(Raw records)
-- BEGIN --
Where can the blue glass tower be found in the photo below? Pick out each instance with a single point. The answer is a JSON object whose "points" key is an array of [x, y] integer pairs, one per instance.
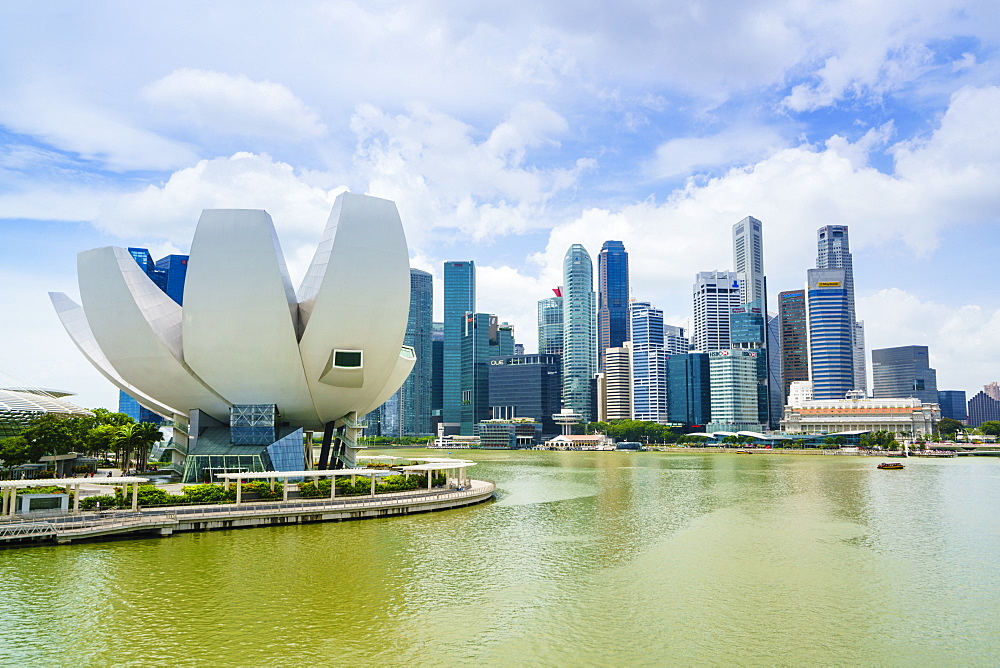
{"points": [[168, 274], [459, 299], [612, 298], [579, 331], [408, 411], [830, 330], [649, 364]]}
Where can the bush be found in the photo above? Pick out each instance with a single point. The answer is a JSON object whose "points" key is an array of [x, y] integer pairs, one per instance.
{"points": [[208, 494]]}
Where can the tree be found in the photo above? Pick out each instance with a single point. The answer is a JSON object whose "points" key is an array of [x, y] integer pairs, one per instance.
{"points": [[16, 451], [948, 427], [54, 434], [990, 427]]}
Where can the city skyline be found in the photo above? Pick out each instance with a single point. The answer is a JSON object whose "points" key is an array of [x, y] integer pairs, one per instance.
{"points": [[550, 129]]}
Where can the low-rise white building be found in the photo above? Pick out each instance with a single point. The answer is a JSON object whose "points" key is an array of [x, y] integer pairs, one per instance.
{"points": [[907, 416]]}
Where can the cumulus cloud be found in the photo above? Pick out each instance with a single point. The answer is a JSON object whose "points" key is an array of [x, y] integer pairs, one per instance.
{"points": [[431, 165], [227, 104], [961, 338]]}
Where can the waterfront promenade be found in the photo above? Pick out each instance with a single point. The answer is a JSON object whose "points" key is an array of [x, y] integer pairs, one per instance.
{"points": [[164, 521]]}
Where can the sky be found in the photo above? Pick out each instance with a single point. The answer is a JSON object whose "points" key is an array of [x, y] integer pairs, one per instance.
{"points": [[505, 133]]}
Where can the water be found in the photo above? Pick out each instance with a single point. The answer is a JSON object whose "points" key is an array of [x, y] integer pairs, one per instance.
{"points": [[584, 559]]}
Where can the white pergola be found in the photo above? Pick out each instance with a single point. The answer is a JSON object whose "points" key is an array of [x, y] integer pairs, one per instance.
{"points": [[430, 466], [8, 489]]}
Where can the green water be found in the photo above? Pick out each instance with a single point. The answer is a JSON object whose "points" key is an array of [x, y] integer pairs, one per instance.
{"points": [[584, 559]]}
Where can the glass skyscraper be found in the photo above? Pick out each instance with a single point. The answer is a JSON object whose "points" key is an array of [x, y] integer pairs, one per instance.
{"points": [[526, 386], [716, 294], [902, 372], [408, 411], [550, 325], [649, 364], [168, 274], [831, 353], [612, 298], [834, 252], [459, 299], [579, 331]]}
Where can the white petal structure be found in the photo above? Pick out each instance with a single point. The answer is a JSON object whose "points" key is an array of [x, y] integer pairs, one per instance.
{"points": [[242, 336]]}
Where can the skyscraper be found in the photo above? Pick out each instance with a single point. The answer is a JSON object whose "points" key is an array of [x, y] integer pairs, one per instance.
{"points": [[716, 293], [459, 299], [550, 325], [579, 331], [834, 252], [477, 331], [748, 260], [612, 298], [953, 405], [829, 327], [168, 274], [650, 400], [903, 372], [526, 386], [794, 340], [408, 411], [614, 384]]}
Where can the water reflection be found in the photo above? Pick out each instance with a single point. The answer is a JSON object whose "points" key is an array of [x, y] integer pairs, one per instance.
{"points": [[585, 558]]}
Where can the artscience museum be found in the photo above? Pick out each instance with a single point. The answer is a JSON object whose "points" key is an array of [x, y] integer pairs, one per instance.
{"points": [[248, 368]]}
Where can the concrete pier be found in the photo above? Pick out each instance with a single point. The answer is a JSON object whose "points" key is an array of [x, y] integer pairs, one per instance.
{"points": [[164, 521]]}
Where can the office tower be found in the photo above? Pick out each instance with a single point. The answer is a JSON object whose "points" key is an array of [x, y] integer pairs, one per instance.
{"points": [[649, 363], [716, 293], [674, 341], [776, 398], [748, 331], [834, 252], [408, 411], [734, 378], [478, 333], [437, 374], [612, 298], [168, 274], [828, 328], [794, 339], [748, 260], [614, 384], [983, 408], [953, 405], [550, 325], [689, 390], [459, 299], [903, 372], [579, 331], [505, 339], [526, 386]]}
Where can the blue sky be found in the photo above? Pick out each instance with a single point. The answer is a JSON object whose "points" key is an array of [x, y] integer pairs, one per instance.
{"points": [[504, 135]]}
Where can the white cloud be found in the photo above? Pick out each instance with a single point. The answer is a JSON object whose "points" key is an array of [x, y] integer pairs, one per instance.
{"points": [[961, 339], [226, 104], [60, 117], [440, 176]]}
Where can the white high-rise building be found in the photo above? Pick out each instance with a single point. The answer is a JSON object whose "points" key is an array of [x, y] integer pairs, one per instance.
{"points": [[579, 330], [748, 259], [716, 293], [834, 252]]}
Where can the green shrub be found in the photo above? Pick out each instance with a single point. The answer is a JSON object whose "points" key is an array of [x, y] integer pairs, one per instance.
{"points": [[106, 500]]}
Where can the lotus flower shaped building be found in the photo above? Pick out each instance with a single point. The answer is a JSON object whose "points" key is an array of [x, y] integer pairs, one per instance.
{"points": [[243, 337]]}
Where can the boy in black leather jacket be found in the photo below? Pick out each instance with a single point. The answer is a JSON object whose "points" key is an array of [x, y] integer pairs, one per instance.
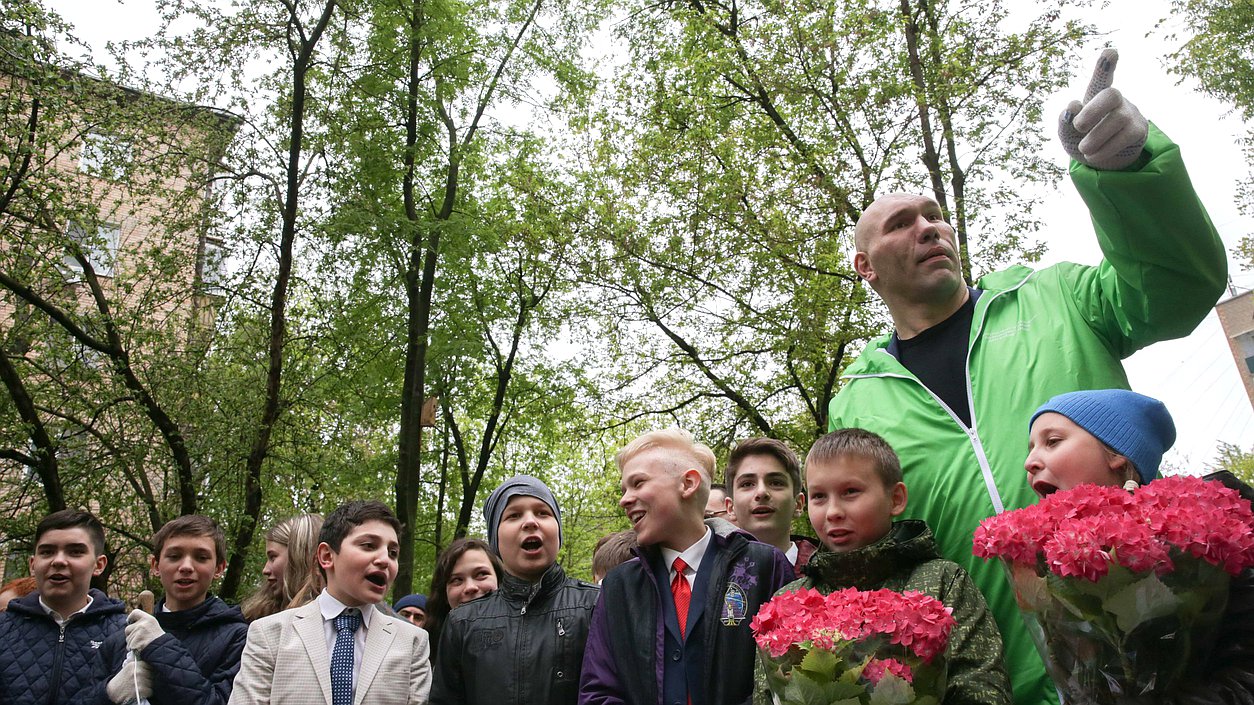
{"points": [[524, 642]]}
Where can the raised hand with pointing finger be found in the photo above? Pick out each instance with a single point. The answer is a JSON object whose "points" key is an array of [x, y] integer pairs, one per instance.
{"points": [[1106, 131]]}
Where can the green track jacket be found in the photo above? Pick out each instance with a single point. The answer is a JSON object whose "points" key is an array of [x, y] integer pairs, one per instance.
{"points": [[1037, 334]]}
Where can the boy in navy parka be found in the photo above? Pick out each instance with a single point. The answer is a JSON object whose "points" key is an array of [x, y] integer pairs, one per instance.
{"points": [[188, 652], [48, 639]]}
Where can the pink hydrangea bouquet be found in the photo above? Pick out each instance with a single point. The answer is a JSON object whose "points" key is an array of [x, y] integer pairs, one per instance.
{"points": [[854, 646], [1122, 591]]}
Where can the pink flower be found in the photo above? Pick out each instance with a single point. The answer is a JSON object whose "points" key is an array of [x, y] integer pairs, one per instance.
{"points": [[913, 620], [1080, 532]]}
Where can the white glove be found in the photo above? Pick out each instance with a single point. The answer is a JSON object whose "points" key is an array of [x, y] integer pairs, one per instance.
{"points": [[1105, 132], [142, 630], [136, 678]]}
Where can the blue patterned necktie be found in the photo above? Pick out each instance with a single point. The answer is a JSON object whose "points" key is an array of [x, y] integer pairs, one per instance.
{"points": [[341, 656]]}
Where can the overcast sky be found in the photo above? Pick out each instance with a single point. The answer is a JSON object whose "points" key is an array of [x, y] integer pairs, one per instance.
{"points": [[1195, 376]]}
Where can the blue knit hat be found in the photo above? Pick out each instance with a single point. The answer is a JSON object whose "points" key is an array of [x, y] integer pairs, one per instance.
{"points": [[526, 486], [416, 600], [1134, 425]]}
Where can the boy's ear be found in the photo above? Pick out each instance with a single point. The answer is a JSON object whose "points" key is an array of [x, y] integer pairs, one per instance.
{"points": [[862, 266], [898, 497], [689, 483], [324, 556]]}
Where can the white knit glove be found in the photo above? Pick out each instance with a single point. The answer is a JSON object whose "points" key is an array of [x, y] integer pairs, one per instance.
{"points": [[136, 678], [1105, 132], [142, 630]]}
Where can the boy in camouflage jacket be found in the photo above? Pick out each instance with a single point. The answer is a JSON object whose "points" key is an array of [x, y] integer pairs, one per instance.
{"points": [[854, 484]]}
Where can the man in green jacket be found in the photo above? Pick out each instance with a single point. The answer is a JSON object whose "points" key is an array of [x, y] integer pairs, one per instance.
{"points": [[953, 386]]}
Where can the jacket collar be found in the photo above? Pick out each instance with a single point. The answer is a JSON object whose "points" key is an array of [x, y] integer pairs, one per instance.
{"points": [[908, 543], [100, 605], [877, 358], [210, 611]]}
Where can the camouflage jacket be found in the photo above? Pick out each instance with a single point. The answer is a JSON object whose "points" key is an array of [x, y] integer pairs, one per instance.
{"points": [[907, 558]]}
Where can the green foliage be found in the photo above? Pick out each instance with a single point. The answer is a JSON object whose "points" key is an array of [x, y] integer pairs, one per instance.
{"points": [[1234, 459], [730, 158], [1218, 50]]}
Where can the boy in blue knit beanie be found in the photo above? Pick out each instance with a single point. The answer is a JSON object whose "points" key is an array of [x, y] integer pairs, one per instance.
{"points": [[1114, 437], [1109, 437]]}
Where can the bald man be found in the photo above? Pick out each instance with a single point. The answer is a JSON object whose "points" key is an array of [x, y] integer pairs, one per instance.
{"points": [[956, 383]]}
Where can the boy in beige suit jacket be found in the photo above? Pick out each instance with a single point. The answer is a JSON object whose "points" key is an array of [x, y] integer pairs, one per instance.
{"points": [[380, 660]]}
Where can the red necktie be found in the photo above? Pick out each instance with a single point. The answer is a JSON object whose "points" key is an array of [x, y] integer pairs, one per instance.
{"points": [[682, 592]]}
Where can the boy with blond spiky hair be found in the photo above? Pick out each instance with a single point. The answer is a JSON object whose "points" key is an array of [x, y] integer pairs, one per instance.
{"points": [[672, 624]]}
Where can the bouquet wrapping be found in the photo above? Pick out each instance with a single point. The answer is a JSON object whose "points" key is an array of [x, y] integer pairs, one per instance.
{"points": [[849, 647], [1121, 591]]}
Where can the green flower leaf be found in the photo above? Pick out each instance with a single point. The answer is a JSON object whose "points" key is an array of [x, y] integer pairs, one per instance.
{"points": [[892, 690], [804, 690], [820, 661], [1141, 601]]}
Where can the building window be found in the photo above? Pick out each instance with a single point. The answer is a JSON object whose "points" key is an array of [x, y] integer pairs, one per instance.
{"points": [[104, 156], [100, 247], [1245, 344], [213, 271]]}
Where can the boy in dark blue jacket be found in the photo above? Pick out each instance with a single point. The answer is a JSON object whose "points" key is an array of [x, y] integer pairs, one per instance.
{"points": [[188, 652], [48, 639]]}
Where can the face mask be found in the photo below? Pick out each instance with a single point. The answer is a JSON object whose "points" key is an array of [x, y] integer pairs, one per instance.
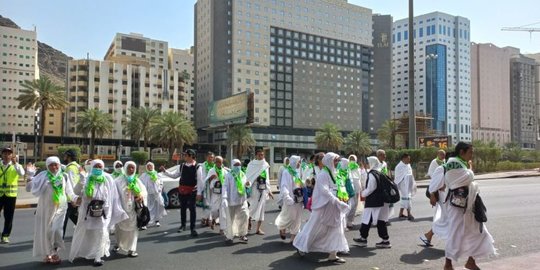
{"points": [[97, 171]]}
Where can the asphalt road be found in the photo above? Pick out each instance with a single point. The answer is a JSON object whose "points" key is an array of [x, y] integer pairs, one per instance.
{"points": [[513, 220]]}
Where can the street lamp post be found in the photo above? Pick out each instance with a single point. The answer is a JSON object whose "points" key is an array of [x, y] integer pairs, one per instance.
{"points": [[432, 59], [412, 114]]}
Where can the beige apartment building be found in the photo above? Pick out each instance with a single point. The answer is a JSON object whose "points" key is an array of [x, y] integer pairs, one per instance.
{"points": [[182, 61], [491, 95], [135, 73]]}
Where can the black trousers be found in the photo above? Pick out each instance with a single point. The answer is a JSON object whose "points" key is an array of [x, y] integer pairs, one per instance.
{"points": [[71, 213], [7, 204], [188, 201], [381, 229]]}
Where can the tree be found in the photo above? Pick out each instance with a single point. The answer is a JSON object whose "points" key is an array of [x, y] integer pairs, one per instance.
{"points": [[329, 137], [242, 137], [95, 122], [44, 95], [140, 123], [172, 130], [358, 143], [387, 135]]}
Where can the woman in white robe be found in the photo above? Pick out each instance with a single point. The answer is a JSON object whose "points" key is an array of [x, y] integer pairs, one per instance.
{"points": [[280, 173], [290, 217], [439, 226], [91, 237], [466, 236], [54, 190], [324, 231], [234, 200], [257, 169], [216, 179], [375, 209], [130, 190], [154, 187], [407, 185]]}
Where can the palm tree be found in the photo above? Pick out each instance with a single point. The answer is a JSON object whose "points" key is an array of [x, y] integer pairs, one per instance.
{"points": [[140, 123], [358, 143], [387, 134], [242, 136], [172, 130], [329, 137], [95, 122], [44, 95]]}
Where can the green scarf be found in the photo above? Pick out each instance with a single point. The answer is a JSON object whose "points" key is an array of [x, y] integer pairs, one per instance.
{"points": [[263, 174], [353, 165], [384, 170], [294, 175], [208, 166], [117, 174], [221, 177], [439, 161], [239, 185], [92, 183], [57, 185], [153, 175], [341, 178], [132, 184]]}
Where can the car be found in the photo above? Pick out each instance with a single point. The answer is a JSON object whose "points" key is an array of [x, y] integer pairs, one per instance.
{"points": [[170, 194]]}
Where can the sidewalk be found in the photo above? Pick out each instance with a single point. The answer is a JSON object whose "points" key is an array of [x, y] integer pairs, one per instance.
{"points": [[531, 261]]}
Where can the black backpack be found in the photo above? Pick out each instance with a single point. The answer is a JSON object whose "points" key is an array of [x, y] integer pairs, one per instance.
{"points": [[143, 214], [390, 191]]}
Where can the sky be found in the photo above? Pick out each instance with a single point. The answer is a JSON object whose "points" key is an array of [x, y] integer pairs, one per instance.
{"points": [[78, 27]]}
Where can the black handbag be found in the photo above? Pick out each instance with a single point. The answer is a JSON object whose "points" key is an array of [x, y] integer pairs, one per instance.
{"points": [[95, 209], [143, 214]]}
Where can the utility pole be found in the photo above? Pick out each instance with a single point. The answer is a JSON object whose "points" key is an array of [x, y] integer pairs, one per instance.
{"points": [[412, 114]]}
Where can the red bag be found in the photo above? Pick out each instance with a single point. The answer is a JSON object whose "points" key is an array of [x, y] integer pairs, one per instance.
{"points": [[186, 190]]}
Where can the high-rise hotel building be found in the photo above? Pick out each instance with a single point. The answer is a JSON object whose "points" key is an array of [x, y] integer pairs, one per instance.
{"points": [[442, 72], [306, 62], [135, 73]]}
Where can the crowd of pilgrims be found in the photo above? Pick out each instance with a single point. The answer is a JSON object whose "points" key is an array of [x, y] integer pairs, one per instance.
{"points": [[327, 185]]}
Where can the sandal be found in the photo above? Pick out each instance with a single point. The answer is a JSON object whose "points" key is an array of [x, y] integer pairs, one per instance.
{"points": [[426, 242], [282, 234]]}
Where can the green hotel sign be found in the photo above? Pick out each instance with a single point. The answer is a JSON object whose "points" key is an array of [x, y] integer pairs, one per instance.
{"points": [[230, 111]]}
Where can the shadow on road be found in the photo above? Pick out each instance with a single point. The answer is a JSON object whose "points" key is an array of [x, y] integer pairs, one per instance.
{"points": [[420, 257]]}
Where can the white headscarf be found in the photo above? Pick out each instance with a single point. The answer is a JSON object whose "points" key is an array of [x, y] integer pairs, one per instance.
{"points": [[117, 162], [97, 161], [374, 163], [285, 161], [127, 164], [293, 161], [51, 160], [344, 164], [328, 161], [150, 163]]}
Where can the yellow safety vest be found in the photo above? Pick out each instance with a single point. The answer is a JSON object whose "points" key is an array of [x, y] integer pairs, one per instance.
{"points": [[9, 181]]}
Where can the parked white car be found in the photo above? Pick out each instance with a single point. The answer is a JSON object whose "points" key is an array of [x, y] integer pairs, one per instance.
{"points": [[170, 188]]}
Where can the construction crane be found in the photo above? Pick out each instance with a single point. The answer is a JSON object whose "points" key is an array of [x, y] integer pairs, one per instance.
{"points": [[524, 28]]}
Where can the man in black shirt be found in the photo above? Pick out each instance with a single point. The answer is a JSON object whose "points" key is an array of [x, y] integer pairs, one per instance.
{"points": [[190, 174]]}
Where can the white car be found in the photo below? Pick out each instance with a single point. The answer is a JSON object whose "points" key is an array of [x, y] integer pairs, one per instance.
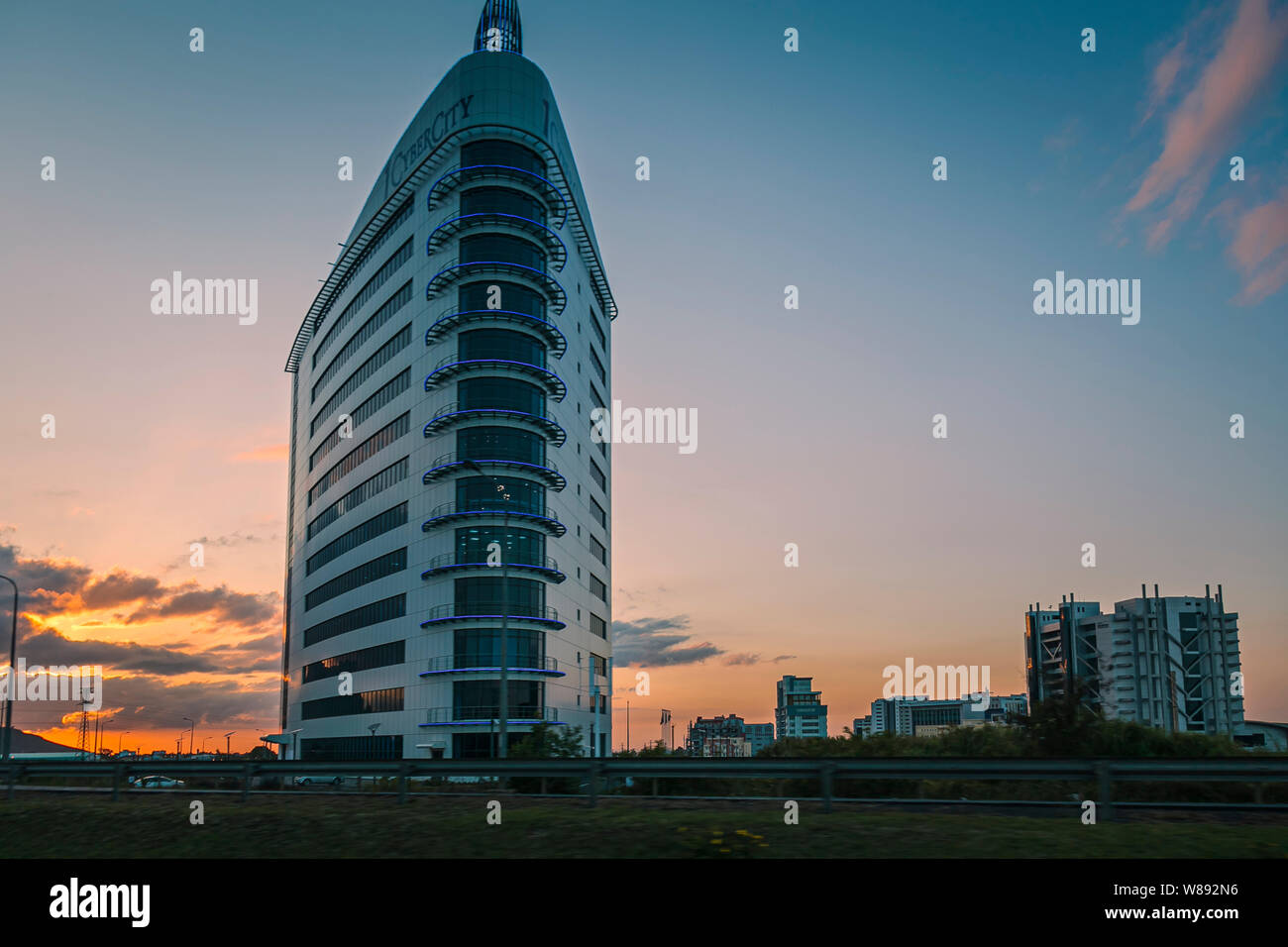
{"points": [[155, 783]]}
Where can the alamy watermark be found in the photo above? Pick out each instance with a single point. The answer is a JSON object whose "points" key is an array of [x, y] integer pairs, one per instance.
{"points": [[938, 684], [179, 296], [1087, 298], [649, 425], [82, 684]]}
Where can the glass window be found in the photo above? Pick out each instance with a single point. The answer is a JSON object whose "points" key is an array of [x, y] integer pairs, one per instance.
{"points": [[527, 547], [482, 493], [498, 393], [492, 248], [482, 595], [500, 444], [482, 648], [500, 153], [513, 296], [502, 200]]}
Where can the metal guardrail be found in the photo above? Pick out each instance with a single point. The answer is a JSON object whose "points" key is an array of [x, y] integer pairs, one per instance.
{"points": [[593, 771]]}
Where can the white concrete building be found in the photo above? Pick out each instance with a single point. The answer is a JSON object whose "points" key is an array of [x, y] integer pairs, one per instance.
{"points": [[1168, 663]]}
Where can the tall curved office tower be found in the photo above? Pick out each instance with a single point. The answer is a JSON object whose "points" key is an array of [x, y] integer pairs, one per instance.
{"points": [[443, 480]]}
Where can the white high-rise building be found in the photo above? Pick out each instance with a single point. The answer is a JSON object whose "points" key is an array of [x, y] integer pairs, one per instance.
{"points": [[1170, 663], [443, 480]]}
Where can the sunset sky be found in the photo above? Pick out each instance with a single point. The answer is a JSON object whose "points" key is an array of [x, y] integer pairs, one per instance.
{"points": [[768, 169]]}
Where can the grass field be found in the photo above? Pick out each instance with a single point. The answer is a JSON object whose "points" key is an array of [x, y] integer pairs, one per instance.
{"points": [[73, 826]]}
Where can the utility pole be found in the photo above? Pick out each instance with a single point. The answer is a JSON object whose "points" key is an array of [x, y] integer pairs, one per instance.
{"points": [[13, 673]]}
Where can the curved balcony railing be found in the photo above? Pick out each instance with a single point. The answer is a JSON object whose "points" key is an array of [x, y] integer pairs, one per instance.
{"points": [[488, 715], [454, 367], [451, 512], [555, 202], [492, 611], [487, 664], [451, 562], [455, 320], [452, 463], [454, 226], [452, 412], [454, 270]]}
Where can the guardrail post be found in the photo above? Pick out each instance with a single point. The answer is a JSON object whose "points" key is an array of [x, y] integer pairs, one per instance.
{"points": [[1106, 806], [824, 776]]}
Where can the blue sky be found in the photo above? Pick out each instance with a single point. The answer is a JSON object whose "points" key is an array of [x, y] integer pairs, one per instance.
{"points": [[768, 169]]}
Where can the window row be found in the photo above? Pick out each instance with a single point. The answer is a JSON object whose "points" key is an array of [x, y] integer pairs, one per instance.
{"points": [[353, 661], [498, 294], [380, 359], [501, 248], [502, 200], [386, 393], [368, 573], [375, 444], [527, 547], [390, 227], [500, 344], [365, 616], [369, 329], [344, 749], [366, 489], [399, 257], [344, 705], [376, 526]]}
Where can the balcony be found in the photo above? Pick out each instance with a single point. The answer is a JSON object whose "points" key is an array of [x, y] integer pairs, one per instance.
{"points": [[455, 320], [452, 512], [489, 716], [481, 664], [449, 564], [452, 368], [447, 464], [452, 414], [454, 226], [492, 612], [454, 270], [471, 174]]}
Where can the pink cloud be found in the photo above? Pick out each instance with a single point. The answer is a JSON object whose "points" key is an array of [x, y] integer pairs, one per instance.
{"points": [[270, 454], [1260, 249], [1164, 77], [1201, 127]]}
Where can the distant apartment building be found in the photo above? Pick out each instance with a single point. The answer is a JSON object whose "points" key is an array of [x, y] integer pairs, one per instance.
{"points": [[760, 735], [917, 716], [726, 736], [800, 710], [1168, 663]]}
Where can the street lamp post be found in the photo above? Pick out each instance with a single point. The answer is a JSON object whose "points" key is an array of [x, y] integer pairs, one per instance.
-- END --
:: Work to complete ::
For this exercise, please retype exactly the lines in the listing from the line with "Where can the pink cloud" through its last line, both ends included.

:: Output for this task ::
Where can the pink cloud be found in the photo above? Pick out each instance with a single point. The answer is a JSON object whose "points" key is an array of [x, y] integer pairs, one per instance.
{"points": [[270, 454], [1260, 249], [1164, 77], [1201, 127]]}
Where can the distant apartment building be found in the photo above? Pick out each instance with a single point. The answer is a JSON object whose "points" key is an array of [x, y] integer pairs, one per instance.
{"points": [[760, 735], [917, 716], [726, 736], [800, 710], [1168, 663]]}
Where can the street lamp post be found in the photo above? Pick out each instance with a single point. The answer is a JSON object whose "points" key is an array of [x, y] integer pairs, one per instance.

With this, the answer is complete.